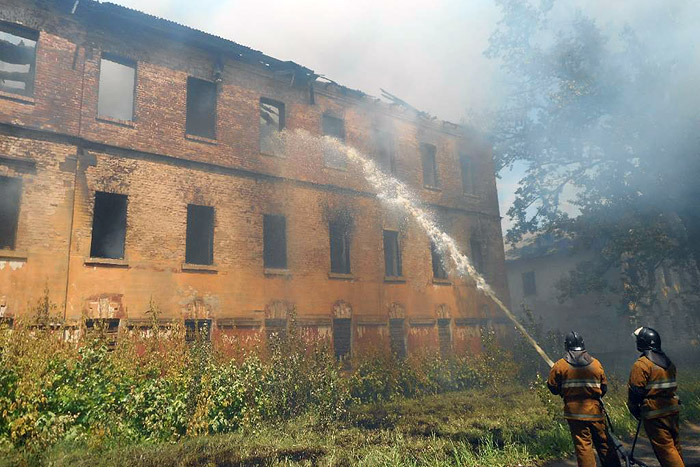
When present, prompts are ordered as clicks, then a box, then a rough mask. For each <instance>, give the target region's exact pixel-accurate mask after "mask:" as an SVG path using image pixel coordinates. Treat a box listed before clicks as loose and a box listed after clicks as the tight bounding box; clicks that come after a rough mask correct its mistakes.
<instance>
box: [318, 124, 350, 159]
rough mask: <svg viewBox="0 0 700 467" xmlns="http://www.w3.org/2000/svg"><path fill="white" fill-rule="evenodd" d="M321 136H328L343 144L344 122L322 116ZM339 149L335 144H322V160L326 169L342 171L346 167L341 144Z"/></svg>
mask: <svg viewBox="0 0 700 467" xmlns="http://www.w3.org/2000/svg"><path fill="white" fill-rule="evenodd" d="M323 135H324V136H330V137H332V138H334V139H336V140H338V141H340V142H341V143H344V142H345V122H343V120H342V119H340V118H336V117H331V116H330V115H324V116H323ZM340 146H341V147H340V148H339V147H338V146H337V145H336V144H333V143H330V142H324V144H323V158H324V163H325V165H326V167H332V168H335V169H344V168H345V167H346V166H347V160H346V155H345V152H344V151H343V150H342V149H343V148H342V146H343V145H342V144H341V145H340Z"/></svg>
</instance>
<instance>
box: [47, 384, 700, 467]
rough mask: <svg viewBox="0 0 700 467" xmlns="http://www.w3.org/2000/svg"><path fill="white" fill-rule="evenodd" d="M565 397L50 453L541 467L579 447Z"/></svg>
mask: <svg viewBox="0 0 700 467" xmlns="http://www.w3.org/2000/svg"><path fill="white" fill-rule="evenodd" d="M683 396H684V398H685V399H686V402H685V403H684V405H685V407H686V409H687V410H685V414H684V418H685V417H687V416H690V417H691V418H692V419H693V420H695V421H697V420H698V415H700V384H697V383H688V384H686V390H685V391H684V392H683ZM608 399H609V400H608V411H609V412H610V414H611V416H612V418H613V423H614V424H615V428H616V431H617V432H618V433H620V434H622V435H623V436H629V435H630V434H631V432H632V430H633V429H634V426H635V423H634V421H633V420H632V419H631V418H630V417H629V416H628V415H627V413H626V409H625V408H624V406H623V400H624V397H623V391H622V388H621V385H620V386H619V387H617V388H615V390H614V391H613V393H612V394H610V397H609V398H608ZM559 411H560V407H559V401H558V400H557V399H554V398H548V397H547V396H546V394H545V393H544V392H542V388H541V387H538V388H535V387H531V388H526V387H524V386H523V387H515V388H510V389H502V390H496V389H495V388H491V389H488V390H468V391H460V392H454V393H448V394H440V395H432V396H424V397H419V398H416V399H403V400H400V401H395V402H388V403H375V404H362V405H358V406H355V407H353V408H352V409H351V410H350V413H349V414H348V417H347V419H346V420H345V421H343V422H338V423H334V424H332V425H330V426H329V425H324V424H319V421H318V420H317V418H316V417H314V416H313V415H308V414H307V415H306V416H303V417H298V418H295V419H293V420H290V421H286V422H284V423H279V424H267V425H265V426H263V427H260V428H258V429H252V428H247V429H242V430H241V431H239V432H236V433H232V434H225V435H215V436H197V437H191V438H185V439H183V440H180V441H179V442H177V443H156V444H148V443H146V444H139V445H132V446H126V447H117V448H114V449H110V450H106V451H100V450H98V451H93V450H90V449H89V448H86V447H85V446H80V445H75V444H71V443H66V444H59V445H57V446H55V447H54V448H53V449H52V450H51V451H49V452H47V453H46V456H45V459H47V460H48V459H50V463H51V465H56V466H63V465H65V466H68V465H71V466H93V465H102V466H118V465H134V466H136V465H142V466H154V467H156V466H157V467H164V466H171V465H172V466H175V465H178V466H195V465H212V466H213V465H216V466H229V465H329V466H330V465H334V466H343V465H348V466H349V465H360V466H362V465H367V466H370V465H371V466H374V465H406V466H414V465H415V466H418V465H421V466H423V465H424V466H443V465H445V466H447V465H455V466H494V467H495V466H517V465H537V464H539V463H541V462H543V461H545V460H548V459H556V458H561V457H565V456H567V455H568V454H570V453H571V452H572V446H571V440H570V436H569V432H568V428H567V426H566V424H565V422H564V421H563V420H561V419H559V418H558V416H557V414H558V413H559Z"/></svg>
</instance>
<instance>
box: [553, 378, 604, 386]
mask: <svg viewBox="0 0 700 467" xmlns="http://www.w3.org/2000/svg"><path fill="white" fill-rule="evenodd" d="M561 387H562V388H599V387H600V381H598V380H596V379H567V380H566V381H564V382H562V383H561Z"/></svg>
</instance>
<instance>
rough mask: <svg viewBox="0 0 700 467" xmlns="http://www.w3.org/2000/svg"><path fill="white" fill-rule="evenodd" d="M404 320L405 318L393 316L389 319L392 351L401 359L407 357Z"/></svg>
mask: <svg viewBox="0 0 700 467" xmlns="http://www.w3.org/2000/svg"><path fill="white" fill-rule="evenodd" d="M403 322H404V320H403V318H391V319H390V320H389V338H390V344H391V352H392V353H393V354H394V356H395V357H396V358H398V359H400V360H403V359H404V358H406V335H405V333H404V325H403Z"/></svg>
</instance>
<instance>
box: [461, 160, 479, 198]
mask: <svg viewBox="0 0 700 467" xmlns="http://www.w3.org/2000/svg"><path fill="white" fill-rule="evenodd" d="M459 168H460V170H461V172H462V193H464V194H465V195H475V194H476V177H475V176H474V175H475V174H474V161H473V160H472V158H471V157H469V156H468V155H466V154H464V153H460V155H459Z"/></svg>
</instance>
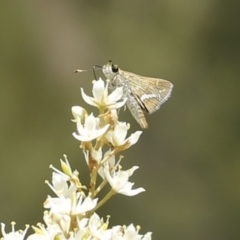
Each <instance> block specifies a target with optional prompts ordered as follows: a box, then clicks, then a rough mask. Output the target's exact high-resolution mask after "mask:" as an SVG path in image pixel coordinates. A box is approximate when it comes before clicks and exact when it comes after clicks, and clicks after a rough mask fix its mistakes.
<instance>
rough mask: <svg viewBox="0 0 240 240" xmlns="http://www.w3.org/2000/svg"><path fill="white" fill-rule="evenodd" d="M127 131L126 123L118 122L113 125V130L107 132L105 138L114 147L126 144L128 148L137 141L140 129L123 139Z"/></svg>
mask: <svg viewBox="0 0 240 240" xmlns="http://www.w3.org/2000/svg"><path fill="white" fill-rule="evenodd" d="M127 131H128V126H127V123H125V122H118V123H117V124H116V125H115V128H114V130H112V131H108V132H107V134H106V135H105V138H106V139H107V141H108V142H110V143H111V144H112V145H113V146H114V147H120V146H123V145H125V144H127V146H126V148H129V147H130V146H131V145H133V144H135V143H136V142H137V141H138V139H139V137H140V135H141V134H142V131H136V132H135V133H133V134H131V136H130V137H128V138H127V139H125V138H126V136H127Z"/></svg>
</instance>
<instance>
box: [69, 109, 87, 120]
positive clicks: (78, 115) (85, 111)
mask: <svg viewBox="0 0 240 240" xmlns="http://www.w3.org/2000/svg"><path fill="white" fill-rule="evenodd" d="M72 115H73V117H74V120H73V121H74V122H76V121H77V119H80V121H81V122H84V119H85V118H86V116H87V111H86V110H85V109H84V108H82V107H79V106H73V107H72Z"/></svg>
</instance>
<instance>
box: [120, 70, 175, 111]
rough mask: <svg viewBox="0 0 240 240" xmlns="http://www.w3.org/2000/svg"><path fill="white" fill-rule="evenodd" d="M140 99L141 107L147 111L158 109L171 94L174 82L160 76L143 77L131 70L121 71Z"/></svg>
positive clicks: (134, 93) (139, 100) (137, 100)
mask: <svg viewBox="0 0 240 240" xmlns="http://www.w3.org/2000/svg"><path fill="white" fill-rule="evenodd" d="M119 74H120V75H122V77H124V78H125V79H126V81H127V82H128V85H129V87H130V89H131V91H132V93H133V95H134V96H135V98H136V100H137V101H138V103H139V105H140V106H141V108H142V109H143V110H144V111H145V112H147V113H153V112H155V111H157V110H158V109H159V108H160V106H161V104H162V103H164V102H165V101H166V100H167V99H168V98H169V97H170V94H171V90H172V87H173V85H172V83H170V82H169V81H167V80H163V79H158V78H149V77H143V76H140V75H137V74H133V73H131V72H126V71H120V72H119Z"/></svg>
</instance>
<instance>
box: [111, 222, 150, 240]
mask: <svg viewBox="0 0 240 240" xmlns="http://www.w3.org/2000/svg"><path fill="white" fill-rule="evenodd" d="M139 229H140V227H134V226H133V224H130V225H129V226H128V227H120V226H114V227H113V228H112V236H111V239H117V240H128V239H129V240H151V239H152V238H151V234H152V233H151V232H148V233H147V234H145V235H144V236H143V235H141V234H139Z"/></svg>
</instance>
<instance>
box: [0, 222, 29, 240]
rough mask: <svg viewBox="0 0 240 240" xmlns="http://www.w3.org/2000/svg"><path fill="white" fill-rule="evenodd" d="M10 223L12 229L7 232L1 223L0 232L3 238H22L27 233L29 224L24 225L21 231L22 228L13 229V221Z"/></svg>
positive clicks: (17, 239)
mask: <svg viewBox="0 0 240 240" xmlns="http://www.w3.org/2000/svg"><path fill="white" fill-rule="evenodd" d="M11 225H12V231H11V232H9V233H6V232H5V224H4V223H1V232H2V235H3V239H4V240H23V239H24V237H25V235H26V233H27V230H28V228H29V226H28V225H26V227H25V229H24V231H22V230H18V231H15V227H14V226H15V222H12V223H11Z"/></svg>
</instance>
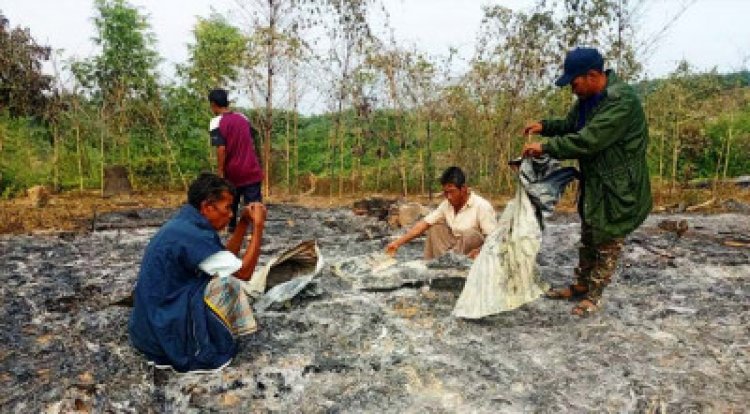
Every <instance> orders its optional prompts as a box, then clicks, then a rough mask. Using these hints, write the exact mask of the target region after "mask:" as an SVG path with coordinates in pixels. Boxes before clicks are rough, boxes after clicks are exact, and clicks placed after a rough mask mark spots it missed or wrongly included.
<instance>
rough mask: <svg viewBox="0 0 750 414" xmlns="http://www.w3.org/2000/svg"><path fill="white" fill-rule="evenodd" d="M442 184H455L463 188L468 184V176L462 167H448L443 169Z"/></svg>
mask: <svg viewBox="0 0 750 414" xmlns="http://www.w3.org/2000/svg"><path fill="white" fill-rule="evenodd" d="M440 184H441V185H446V184H453V185H455V186H456V187H458V188H461V187H463V186H464V185H466V176H465V175H464V172H463V171H462V170H461V169H460V168H458V167H456V166H453V167H448V169H446V170H445V171H443V175H441V176H440Z"/></svg>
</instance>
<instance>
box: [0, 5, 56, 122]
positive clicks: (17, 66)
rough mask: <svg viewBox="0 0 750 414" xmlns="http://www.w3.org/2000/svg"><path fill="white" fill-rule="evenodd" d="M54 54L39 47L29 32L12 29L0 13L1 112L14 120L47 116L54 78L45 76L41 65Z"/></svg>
mask: <svg viewBox="0 0 750 414" xmlns="http://www.w3.org/2000/svg"><path fill="white" fill-rule="evenodd" d="M51 51H52V50H51V48H50V47H49V46H41V45H39V44H38V43H37V42H36V41H35V40H34V38H33V37H32V36H31V32H30V31H29V29H25V28H21V27H16V28H14V29H11V27H10V22H9V21H8V19H6V18H5V16H3V14H2V12H0V110H2V109H7V110H8V112H9V113H10V114H11V115H14V116H26V115H34V116H41V115H42V114H43V113H44V111H45V106H46V104H47V98H46V96H45V94H47V93H48V92H49V91H50V89H51V87H52V77H51V76H48V75H45V74H43V73H42V62H44V61H47V60H49V58H50V54H51Z"/></svg>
⁂
▶ **ACTIVITY**
Of all the lines above, count the ones that include the string "with" and give the number alone.

▶ **YOUR RESPONSE**
2